Requirement: Retype every one of the entries below, line for line, without changing anything.

The records:
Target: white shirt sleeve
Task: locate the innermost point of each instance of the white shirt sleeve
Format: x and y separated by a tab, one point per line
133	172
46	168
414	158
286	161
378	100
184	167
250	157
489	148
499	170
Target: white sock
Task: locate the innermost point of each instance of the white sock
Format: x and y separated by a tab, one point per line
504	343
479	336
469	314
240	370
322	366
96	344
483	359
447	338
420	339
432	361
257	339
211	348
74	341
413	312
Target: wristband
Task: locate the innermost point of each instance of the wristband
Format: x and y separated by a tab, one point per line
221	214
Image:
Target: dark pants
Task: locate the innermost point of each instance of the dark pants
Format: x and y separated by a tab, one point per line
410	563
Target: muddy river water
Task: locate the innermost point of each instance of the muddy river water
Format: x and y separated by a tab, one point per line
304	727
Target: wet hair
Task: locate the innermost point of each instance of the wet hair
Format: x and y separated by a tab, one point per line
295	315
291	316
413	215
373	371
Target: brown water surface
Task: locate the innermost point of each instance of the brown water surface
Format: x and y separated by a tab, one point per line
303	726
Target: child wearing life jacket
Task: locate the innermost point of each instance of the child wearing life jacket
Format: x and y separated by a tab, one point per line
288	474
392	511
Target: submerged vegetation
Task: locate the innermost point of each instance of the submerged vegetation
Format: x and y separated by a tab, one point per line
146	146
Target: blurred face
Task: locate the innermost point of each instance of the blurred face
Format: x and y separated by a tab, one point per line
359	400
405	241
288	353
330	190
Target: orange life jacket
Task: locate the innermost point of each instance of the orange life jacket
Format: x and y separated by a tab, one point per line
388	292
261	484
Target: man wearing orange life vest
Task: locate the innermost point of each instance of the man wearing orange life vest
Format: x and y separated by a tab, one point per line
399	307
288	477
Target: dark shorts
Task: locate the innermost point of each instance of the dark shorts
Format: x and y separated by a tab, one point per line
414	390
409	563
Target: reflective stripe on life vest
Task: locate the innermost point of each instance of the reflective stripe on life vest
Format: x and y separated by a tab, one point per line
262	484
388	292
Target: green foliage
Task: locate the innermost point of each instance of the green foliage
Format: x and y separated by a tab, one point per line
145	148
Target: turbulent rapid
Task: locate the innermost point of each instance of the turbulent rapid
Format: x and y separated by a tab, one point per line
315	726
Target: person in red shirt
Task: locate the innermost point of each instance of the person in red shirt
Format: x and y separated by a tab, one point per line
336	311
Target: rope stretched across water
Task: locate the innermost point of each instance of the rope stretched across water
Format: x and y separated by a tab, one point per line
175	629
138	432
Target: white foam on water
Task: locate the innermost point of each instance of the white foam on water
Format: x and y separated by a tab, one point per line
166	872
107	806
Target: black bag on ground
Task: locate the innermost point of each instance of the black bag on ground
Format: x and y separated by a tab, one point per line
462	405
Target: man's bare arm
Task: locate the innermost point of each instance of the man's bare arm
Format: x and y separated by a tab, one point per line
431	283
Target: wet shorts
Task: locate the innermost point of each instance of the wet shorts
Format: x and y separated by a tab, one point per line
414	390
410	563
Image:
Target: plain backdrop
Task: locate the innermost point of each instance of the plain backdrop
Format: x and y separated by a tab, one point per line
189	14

Response:
Target: white shirt sleeve
Task: locate the innermost point of each instance of the white shirt sleeve
Format: x and y separated by a tab, one point per line
133	172
46	168
414	158
286	161
378	100
184	167
250	157
489	148
499	170
Target: white sock
Task: locate the innermost point of each instance of the white sock
Format: x and y separated by a tab, one point per line
504	343
479	336
469	314
240	370
322	366
96	344
483	359
447	338
420	339
432	361
257	339
211	348
74	341
413	312
Target: wristband
Task: locate the innermost point of each instance of the wristband
Format: x and y separated by a tab, one point per line
221	214
Image:
Target: dark pants
Task: locate the innermost point of each instance of the dark pants
Format: x and y separated by a tab, one point per line
410	563
Target: muddy river water
Task: locate the innermost point of each instance of the muddy river water
Format: x and y separated by a tab, one point per line
304	727
Target: wet hair
Task: locate the innermost point of each instance of the wet hair
Format: x and y separated by a tab, one point per line
295	315
291	316
413	215
373	371
Target: brown water surface
Task: locate the innermost point of each instance of the brown water surface
Format: x and y separated by a tab, one point per line
303	726
Target: child wearing life jacket
Task: locate the innermost point of each instance of the child wearing life jacket
Format: x and y separated by a tab, one point per line
288	474
392	511
Target: submerged vegetation
Task: locate the innermost point of each instance of the submerged vegetation
Format: x and y separated by a tab, one point per line
146	146
Target: blurred face
Task: locate the innermost point of each instance of the blurred face
Format: x and y separated by a tab, one point per line
359	400
405	241
288	353
330	190
Target: orange life jacket
Task: locate the innermost point of each instance of the orange life jacket
Format: x and y separated by a tab, one point per line
388	292
261	484
Target: man wearing orange life vest
Task: locate the innermost point of each instance of the man wearing orange life vest
Format: x and y separated by a tab, one point per line
399	307
288	477
Target: dark shorts
Task: locate the innermost point of each instance of the dark shorts
Format: x and y separated by a tab, one point per line
414	390
409	563
Target: reflective stripe on life vest
Task: locate the innermost point of each instance of the reflective stripe on life vest
Format: x and y separated by a tab, one point per line
262	484
388	292
Target: green foliage
Task: locate the innermost point of each instance of the green foliage
Format: x and y separated by a tab, one point per line
145	148
Target: turbulent rapid
Task: locate the innermost point of each instance of the turbulent rapid
Format: x and y separated by a tab, one point per line
315	726
Target: person in red shirt
Task: locate the innermost point of each instance of the person in red shirt
Format: x and y separated by a tab, one point per line
336	311
Target: rope stretched across water
Task: locate the innermost point of each instance of the rope stretched across water
Format: x and y separated by a tab, one point per line
175	629
138	432
Target: white foam on water
Task: locate the innermost point of each instance of the white foam on water
Format: x and y separated by a tab, one point per line
166	872
107	806
Target: black bag on ground
Task: locate the innermost point of each instance of the black bag on ground
Format: x and y separated by a tab, one point per line
462	405
Target: man's bare arm
Task: locate the innermost point of each instance of the man's bare arm
Format: x and y separated by a tab, one point per line
431	283
Target: wet shorts
Task: locate the innermost point of each instance of the wet shorts
Format: x and y separated by a tab, one point per line
414	390
410	563
Image:
Target: plain backdrop
Task: locate the innermost point of each instance of the plain backdrop
Format: x and y separated by a tab, one point per line
189	14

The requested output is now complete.